* Excerpted text:
===

Tips for Freshers!
With Freshers weeks about to kick off all around the country any day now, I thought it might be helpful to share some of my own tips for freshers. I graduated from The University of Manchester this past summer... and although my first freshers week was a whole three years ago and now I'm an actual proper adult who lives a proper life and gets up before 11am everyday... I can remember those intense first couple of weeks in Manchester very well. I think if I had read these tips beforehand, I might have enjoyed freshers more and settled into my new course quicker...I hope they're useful!
- Be Yourself
After years at school being stuck with the label of "tomboy" after you cut your hair a bit too short one time in year 8, it can be tempting to want to totally reinvent yourself when you break away from the familiar and start uni. Although having some newfound confidence and not having any labels attached to you when you meet your new flatmates/course-mates can be beneficial, try to be yourself still. Obviously, you might be putting on a bit of an act when you first meet everyone (sitting up straight, smiling, looking people in the eye and making extra effort in conversations) and that's fine. But (and this might sound harsh) if you aren't naturally a loud, bubbly, dominant, loads-of-friends type of person, don't try to be. There's so much pressure to make tons of pals straight away, immediately bond with your flatmates and basically have the wildest and best time of your life as soon as you put your bag down in your new room. Don't let this pressure and the general overwhelming nature of freshers to make you feel like you have to become someone that you're not in order to fit in or please your flatmates (or so that from your Facebook profile it looks like you're having a crazy time!). Don't force yourself to become someone you're not because you think it'll make your flatmates like you more. Remember that freshers week is a friends frenzy where everyone is trying to impress and you will meet hundreds of people and add countless new people on Facebook - but these instant "friendships" properly won't all last. Just relax, be yourself, be friendly... and you will find your true friends, even if it takes a while.

===

* Supplied data:
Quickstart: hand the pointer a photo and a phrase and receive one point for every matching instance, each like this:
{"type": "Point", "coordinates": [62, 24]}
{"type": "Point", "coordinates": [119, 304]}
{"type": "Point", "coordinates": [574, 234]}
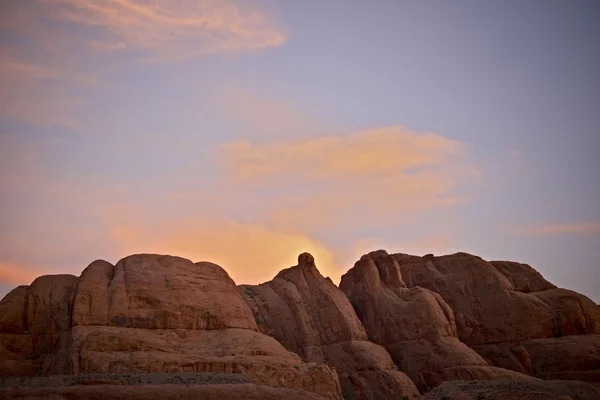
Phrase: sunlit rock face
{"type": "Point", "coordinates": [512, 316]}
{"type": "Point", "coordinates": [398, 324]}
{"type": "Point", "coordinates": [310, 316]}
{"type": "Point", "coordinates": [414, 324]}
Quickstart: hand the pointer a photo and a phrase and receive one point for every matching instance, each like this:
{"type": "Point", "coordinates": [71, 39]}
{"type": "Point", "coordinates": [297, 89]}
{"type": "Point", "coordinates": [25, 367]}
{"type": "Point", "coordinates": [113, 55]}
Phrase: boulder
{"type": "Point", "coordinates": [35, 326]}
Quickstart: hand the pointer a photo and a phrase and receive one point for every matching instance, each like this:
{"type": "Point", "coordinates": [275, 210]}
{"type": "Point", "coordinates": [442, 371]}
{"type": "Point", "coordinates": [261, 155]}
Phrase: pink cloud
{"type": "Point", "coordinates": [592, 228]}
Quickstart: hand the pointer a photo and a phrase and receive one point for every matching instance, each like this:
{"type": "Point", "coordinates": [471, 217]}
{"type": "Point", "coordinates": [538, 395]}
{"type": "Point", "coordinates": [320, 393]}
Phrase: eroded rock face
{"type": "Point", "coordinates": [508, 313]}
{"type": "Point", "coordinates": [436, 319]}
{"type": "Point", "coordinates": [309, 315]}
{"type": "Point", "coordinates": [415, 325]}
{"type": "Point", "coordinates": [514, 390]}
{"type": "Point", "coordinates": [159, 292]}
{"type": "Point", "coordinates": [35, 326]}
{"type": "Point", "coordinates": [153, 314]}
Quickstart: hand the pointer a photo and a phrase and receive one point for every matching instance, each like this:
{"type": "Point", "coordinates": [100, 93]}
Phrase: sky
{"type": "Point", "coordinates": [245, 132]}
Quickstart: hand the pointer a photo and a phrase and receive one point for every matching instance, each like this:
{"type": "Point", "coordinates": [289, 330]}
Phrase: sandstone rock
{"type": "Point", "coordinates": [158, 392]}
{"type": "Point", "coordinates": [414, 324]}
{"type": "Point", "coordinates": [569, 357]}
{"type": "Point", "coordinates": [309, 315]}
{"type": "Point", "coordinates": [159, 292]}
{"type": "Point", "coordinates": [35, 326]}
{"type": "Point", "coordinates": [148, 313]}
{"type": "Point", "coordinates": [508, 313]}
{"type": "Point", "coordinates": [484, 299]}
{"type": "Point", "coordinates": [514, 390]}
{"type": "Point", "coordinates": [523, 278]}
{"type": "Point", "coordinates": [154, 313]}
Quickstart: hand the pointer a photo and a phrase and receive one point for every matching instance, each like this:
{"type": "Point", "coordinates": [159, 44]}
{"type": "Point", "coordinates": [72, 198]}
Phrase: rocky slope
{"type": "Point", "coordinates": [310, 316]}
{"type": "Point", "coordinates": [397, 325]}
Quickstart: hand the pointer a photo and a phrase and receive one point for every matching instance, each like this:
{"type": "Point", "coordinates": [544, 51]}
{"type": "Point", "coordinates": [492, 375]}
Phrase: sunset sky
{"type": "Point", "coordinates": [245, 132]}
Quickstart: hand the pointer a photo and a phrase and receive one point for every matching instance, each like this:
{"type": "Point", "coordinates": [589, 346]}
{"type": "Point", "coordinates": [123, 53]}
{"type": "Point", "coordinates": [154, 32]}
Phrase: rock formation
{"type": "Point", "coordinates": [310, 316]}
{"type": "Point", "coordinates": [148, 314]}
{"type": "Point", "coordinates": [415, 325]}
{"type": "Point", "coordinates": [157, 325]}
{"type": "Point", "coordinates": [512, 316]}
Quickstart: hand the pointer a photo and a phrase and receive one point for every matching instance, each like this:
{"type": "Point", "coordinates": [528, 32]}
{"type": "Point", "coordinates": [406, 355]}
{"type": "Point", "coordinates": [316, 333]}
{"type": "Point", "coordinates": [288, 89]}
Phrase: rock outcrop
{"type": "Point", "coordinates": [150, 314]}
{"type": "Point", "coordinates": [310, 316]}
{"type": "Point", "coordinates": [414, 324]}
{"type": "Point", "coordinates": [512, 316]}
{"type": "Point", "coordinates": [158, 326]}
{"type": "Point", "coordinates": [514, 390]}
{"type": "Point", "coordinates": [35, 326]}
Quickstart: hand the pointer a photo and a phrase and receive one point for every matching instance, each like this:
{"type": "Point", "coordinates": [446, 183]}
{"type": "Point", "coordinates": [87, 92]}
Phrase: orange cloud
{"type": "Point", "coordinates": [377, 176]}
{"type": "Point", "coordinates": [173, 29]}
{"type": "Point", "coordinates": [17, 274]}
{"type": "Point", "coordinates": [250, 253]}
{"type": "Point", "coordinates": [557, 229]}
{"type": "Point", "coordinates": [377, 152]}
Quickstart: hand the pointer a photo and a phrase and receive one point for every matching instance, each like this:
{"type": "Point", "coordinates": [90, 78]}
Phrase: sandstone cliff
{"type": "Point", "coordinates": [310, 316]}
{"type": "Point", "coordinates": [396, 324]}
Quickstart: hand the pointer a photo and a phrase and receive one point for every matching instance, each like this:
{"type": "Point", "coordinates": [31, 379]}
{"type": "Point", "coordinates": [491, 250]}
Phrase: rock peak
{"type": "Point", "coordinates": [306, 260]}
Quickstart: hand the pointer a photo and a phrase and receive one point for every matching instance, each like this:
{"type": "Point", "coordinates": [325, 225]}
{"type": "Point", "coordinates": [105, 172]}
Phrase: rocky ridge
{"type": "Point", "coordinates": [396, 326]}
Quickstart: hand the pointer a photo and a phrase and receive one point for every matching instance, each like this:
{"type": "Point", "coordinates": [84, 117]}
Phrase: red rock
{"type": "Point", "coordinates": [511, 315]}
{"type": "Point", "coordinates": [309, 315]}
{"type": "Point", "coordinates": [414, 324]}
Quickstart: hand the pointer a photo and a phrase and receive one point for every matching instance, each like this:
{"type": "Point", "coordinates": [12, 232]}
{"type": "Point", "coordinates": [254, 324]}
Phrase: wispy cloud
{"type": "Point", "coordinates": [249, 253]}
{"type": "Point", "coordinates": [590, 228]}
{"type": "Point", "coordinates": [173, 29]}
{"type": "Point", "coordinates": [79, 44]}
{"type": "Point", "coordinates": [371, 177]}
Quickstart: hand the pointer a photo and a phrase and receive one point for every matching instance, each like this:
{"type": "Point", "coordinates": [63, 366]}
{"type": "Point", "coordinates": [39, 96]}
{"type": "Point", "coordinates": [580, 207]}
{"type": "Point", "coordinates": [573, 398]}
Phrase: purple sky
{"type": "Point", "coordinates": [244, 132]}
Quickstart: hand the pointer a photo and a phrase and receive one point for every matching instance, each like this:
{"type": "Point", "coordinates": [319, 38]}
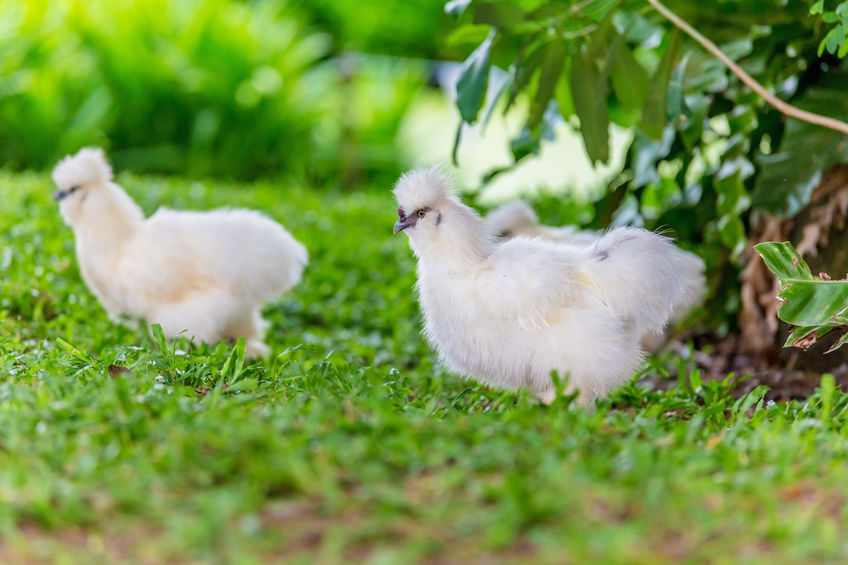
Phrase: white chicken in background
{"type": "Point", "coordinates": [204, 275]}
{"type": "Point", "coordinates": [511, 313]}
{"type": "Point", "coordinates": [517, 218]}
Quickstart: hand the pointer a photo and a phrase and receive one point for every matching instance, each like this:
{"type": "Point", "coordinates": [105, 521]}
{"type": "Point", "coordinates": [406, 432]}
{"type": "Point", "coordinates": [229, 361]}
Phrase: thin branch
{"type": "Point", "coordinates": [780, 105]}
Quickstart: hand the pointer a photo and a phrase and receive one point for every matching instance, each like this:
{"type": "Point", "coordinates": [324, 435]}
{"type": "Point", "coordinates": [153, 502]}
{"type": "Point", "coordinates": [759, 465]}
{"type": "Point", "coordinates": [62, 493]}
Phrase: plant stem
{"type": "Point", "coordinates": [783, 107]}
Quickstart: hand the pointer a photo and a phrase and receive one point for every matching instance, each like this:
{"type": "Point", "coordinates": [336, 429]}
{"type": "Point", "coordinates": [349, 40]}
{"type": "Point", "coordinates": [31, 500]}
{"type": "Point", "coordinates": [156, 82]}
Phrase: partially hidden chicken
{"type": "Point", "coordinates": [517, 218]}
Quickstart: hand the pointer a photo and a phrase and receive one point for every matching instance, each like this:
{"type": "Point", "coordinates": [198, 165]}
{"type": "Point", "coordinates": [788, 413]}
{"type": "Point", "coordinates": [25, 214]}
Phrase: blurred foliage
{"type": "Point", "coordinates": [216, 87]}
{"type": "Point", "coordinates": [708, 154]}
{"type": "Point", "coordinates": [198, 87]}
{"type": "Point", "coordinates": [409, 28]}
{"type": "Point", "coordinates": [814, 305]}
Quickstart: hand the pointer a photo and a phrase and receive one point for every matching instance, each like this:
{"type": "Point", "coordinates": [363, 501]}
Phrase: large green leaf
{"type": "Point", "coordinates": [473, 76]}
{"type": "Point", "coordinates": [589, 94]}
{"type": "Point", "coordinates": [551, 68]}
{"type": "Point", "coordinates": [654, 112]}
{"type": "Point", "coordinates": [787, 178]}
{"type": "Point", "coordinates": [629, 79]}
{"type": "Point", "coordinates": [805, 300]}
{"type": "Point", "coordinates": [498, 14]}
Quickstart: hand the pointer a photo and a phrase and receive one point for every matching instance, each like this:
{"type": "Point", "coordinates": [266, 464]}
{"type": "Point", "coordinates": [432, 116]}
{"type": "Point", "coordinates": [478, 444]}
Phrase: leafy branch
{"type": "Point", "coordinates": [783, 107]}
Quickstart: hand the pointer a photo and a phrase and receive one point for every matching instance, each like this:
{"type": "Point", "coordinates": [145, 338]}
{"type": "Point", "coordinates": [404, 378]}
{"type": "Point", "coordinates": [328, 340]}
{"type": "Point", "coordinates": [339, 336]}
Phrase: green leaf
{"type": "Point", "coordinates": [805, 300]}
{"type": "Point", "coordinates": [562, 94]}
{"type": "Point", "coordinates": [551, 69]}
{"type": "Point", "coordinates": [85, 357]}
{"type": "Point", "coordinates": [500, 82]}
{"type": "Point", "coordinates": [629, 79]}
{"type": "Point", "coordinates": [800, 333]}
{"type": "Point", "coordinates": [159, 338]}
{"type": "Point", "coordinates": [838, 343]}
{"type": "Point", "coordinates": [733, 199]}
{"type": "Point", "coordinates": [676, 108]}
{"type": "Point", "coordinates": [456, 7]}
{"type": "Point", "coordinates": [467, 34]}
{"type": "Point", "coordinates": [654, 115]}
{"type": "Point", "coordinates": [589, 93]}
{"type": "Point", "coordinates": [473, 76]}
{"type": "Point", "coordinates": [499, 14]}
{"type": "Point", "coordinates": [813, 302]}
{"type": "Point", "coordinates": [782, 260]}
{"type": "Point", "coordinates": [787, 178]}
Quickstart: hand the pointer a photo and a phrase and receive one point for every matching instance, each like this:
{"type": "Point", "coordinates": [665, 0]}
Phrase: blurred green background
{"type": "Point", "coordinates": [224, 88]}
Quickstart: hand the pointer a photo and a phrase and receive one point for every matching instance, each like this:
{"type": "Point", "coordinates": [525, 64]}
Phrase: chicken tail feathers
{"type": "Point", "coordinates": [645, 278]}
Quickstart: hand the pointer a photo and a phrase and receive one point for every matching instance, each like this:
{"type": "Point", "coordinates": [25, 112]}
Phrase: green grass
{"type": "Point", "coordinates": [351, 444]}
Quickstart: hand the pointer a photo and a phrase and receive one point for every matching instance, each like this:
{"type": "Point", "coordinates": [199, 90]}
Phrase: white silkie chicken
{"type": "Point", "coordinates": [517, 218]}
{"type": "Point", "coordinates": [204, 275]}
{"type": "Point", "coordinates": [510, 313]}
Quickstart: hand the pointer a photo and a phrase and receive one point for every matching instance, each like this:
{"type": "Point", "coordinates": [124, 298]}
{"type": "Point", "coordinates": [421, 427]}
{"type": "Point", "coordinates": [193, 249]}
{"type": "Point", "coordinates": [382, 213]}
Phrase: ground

===

* Directive 1: Can you quote the freshers tips post word for word between "With Freshers weeks" and "hope they're useful!", inclusive?
* Directive 2: Could you extend the post of tips for university freshers, picking up right after its final sentence?

* Response 1:
With Freshers weeks about to kick off all around the country any day now, I thought it might be helpful to share some of my own tips for freshers. I graduated from The University of Manchester this past summer... and although my first freshers week was a whole three years ago and now I'm an actual proper adult who lives a proper life and gets up before 11am everyday... I can remember those intense first couple of weeks in Manchester very well. I think if I had read these tips beforehand, I might have enjoyed freshers more and settled into my new course quicker...I hope they're useful!

* Response 2:
- You might feel homesick... and that's okay
I felt like I was failing at Fresher's Week by feeling overwhelmed by all the newness and changes... and because I was struggling to be apart from my mom. But I'd just moved to a different city that I didn't know at all, away from my parents (and pets!) for the first time - it's completely natural and expected to feel homesick... and it's okay, it's normal. In no way did it mean that I was a failure, despite all the unnecessary emphasis on freshers being the best time of your life. There were plenty of times in the first few weeks when I was convinced that uni wasn't for me, that I was putting myself through a horrible experience by choice, and that I should just go home. Try and push through these thoughts. That doesn't mean ignore them though. Phone you mom, let yourself have a good cry, and make sure you get out and about - treat yourself to tea and a slice of cake somewhere. When I say push through, I mean don't be surprised if you feel very homesick, and don't immediately jump to the conclusion that you should leave uni for ever and never return. Give yourself a reasonable timeframe to settle in - I would say about two months, because you can't be expected to settle into a completely new environment with completely new people straight away. Of course, if you feel miserable weeks and weeks after moving, then university really might not be for you - but give it a good shot first. I'm so so glad I pushed through those difficult first couple of weeks... I've met such lovely people and am now the proud owner of a 2:1 degree in English Literature and American Studies!
- Make friends on your course
One of my biggest regrets from my time at uni is that I didn't try had enough to make friends on my course. I didn't establish a friendship group within my academic fields during either my first of second years... and that meant by my final year, I thought it was too late and had pretty much given up. Having pals on you course means that you can motivate each other and help each other out when it comes to making it to 9am lectures and writing essays. It can feel pretty lonely if you go into a packed lecture hall and don't have a friendly face to find and grab a seat next too... and that can mean you end up skipping lectures/seminars. I blame myself for not trying hard enough to bond with my course-mates, and for getting myself in a negative headspace about it all. If you're a student in their final year/years reading this... it's not too late! Strike up a conversation with one of the many people that you recognise and know by name... no doubt you will have loads of them on facebook, even if you don't really know them. Take the plunge... sit next to them and ask how their summer was. If you're a fresher, get chatting to your course-mates straight away - add them on Facebook and ask them about their timetable. Everyone will be keen to meet people on their modules, take advantage of this and make connections!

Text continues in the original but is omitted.